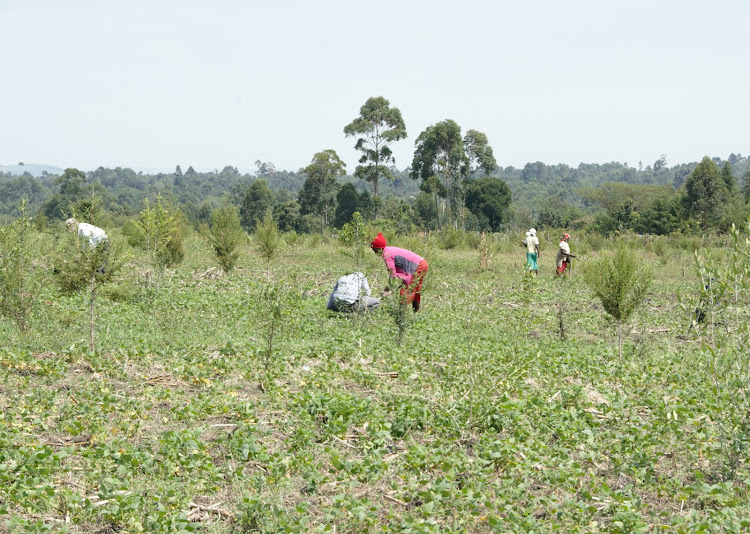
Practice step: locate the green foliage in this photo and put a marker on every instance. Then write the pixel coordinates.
(19, 285)
(354, 236)
(318, 195)
(347, 203)
(159, 225)
(80, 265)
(488, 199)
(721, 318)
(706, 193)
(377, 127)
(479, 153)
(440, 152)
(620, 284)
(257, 202)
(225, 236)
(482, 420)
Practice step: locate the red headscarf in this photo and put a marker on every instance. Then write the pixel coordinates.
(379, 241)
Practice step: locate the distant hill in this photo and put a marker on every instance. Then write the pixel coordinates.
(34, 169)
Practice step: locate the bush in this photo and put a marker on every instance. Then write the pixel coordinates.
════════════════════
**WHAT THE EXERCISE ASKS:** Copy out every line above, requests included, and shift each coordinate in the answers by adding -32 to it. Leave the pictures out.

**THE COMPLETED TASK:**
Practice step: locate the green foliage in this photo and put a marker on every instance. Then write the pixel coordinates.
(-13, 253)
(322, 204)
(286, 163)
(315, 171)
(127, 193)
(48, 233)
(456, 167)
(689, 286)
(674, 161)
(345, 95)
(447, 121)
(408, 120)
(588, 252)
(225, 170)
(193, 204)
(450, 388)
Practice step: locate the red headscarf in this photo and put a marker on every instance. Then write the pixel coordinates.
(347, 209)
Practice step: locate the distant hill in this photo and put a marker on every instance. Then write the pixel coordinates.
(2, 137)
Practice step: locate the bush in this photo and put a marker on every instance. Then write the pixel coordinates.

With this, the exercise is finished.